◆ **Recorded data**
====

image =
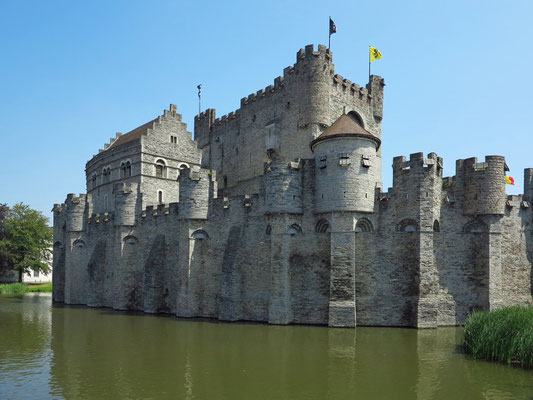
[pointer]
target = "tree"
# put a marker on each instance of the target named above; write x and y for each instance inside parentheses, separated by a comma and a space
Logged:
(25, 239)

====

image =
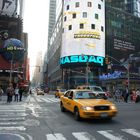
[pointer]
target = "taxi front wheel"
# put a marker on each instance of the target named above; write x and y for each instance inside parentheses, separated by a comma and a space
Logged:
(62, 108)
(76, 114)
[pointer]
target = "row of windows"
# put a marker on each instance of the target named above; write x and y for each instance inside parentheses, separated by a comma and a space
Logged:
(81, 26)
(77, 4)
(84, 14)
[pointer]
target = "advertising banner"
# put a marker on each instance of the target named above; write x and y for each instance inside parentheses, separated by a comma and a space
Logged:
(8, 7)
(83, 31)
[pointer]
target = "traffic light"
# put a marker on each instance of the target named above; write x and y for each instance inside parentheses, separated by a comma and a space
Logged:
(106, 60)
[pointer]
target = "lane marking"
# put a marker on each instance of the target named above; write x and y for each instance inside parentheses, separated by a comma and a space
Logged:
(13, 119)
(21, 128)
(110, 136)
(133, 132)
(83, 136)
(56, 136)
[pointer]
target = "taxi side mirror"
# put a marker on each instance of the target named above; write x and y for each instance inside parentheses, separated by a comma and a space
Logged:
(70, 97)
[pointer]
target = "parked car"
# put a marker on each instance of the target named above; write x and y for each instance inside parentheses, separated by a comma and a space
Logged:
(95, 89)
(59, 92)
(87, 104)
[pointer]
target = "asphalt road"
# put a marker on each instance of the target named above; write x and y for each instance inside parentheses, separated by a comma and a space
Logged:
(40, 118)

====

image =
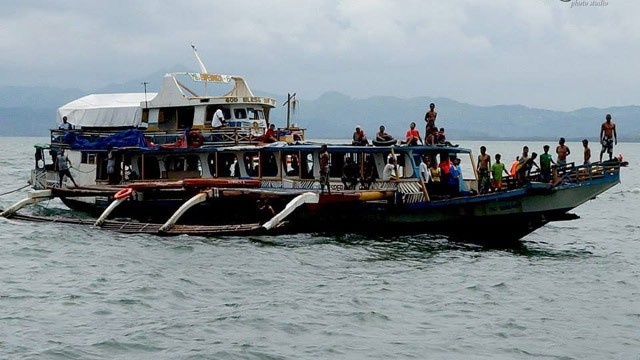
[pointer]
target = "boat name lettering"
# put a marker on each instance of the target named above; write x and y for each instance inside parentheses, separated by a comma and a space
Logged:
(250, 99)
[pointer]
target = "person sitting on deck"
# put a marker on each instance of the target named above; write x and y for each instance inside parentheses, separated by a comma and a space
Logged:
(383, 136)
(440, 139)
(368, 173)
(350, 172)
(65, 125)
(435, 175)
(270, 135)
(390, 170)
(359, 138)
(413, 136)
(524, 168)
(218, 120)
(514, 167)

====

◆ **Work request**
Using the entries, return every line where the word "taxi" can be found.

◆ **Response box**
target = "taxi front wheel"
target = "taxi side mirror"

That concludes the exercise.